# Problem description
Go through the entries below and copy every line that holds the word "block".

Stored records

• • • •

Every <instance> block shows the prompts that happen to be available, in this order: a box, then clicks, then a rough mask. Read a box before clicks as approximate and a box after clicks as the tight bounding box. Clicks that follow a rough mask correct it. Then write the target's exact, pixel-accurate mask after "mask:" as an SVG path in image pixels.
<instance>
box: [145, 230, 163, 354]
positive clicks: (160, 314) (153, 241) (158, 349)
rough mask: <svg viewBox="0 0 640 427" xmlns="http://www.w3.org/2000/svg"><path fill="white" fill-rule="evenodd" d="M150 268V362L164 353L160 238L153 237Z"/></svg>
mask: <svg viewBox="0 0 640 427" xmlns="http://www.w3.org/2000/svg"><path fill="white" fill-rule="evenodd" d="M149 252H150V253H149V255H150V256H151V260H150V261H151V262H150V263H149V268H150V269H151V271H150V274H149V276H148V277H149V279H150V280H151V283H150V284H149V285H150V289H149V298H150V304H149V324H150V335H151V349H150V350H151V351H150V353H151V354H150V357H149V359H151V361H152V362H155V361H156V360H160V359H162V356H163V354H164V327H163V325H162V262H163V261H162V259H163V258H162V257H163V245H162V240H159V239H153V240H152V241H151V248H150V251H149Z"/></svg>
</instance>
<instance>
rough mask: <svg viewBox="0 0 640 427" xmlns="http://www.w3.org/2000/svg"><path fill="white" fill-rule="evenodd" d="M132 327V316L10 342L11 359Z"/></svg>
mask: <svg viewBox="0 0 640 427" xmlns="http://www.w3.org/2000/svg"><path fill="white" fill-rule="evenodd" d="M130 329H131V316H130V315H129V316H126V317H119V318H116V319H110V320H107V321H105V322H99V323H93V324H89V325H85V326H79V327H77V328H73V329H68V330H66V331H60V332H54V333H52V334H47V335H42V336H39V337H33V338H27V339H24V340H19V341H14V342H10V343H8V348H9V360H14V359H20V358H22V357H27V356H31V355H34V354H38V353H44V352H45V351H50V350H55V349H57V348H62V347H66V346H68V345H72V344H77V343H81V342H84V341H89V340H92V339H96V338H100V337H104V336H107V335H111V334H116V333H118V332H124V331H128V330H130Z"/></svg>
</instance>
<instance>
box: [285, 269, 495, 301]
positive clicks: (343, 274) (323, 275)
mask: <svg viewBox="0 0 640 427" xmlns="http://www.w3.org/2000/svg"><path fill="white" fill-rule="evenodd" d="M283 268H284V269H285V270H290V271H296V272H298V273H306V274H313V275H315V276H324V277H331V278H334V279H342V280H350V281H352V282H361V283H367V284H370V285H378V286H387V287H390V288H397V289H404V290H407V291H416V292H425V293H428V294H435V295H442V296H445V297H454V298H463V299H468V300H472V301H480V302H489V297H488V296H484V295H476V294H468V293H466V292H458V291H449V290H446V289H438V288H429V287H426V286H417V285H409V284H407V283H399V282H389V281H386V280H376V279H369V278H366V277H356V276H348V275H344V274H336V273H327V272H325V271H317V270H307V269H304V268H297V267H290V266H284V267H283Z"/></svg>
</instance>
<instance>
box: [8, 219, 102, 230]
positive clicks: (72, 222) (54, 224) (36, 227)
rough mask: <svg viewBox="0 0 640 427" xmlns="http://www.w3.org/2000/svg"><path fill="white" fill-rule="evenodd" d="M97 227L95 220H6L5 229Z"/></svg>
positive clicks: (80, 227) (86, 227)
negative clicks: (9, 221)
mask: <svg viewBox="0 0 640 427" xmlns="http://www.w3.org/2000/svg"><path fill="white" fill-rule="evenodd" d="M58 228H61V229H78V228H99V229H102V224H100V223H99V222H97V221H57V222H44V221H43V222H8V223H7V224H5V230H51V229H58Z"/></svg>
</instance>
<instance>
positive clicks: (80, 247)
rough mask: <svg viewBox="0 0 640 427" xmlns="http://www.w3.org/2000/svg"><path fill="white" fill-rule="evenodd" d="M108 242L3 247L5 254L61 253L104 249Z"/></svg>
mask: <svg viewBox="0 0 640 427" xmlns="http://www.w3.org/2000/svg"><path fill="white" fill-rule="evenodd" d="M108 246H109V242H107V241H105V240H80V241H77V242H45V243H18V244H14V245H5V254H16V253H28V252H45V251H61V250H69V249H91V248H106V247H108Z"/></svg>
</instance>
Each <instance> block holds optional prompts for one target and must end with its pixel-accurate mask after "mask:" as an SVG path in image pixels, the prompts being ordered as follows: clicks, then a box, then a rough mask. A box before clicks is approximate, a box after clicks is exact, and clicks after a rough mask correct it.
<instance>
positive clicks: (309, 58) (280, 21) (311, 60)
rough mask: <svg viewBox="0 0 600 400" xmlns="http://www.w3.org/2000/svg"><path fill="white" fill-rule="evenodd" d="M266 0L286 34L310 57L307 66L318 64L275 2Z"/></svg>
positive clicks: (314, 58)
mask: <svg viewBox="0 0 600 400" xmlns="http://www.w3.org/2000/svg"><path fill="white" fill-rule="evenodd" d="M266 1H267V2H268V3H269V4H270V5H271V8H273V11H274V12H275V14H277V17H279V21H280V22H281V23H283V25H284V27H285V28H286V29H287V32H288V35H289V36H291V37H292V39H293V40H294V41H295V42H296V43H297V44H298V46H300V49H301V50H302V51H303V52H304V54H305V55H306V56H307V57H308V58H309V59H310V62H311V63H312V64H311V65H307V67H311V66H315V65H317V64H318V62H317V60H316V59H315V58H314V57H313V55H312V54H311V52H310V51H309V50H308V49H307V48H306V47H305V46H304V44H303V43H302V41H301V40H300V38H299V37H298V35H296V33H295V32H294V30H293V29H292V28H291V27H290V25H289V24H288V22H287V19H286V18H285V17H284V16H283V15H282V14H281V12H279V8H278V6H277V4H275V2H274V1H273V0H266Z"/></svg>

• • • •

# Exercise solution
Every <instance> block shows the prompts that happen to be available, in this order: a box, then clicks, then a rough mask. Read a box before clicks as approximate and a box after clicks as the tight bounding box. Clicks that follow a rough mask correct it. Then write the target's exact, pixel-accurate mask after "mask:" as an SVG path in image pixels.
Each <instance> block holds optional prompts for one target and must end with its pixel-accurate mask after "mask:" as an SVG path in image pixels, the prompts being ordered as follows: clicks, then a box, then a rough mask. A box before clicks is approximate, a box after clicks is exact, and clicks after a rough mask correct it.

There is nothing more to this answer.